How many lines in the items below contain the string "sandstone"? Case counts, so reply with the number alone.

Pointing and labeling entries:
>> Begin

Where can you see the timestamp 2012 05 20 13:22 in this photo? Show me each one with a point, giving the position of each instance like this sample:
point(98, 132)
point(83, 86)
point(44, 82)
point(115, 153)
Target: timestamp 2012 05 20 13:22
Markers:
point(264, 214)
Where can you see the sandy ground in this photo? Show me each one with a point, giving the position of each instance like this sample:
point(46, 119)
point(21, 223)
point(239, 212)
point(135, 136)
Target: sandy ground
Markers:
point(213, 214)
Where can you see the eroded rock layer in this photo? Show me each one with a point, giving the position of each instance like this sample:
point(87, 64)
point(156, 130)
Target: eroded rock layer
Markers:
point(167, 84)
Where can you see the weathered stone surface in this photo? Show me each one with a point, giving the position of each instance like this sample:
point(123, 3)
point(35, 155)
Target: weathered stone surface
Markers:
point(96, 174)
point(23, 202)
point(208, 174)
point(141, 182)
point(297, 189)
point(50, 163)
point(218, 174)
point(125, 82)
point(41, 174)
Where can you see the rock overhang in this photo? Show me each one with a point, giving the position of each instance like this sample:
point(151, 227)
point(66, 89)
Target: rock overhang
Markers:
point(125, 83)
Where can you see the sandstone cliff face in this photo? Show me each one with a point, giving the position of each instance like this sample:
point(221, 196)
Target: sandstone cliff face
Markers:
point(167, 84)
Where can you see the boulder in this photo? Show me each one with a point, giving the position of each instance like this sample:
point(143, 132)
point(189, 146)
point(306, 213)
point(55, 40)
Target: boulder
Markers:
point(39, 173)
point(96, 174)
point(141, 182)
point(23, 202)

>> End
>> Begin

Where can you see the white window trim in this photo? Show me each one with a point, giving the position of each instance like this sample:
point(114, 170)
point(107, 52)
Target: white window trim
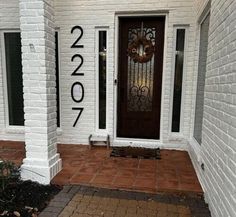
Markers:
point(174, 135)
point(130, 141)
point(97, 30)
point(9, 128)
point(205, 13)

>> End
>> Begin

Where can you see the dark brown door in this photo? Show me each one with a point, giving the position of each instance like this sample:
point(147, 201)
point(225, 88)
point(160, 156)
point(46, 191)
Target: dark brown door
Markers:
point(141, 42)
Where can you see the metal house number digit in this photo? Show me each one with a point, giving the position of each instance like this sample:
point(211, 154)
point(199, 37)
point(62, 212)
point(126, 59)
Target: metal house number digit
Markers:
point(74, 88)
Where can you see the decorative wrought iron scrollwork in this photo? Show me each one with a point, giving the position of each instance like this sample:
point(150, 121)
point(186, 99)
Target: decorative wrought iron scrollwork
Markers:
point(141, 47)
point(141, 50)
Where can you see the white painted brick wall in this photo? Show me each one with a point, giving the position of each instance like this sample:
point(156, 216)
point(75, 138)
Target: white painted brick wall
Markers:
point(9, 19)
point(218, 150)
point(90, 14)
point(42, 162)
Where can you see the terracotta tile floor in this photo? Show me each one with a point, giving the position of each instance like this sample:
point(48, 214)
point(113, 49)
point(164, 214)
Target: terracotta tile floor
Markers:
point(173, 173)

>> End

• **Task solution**: 2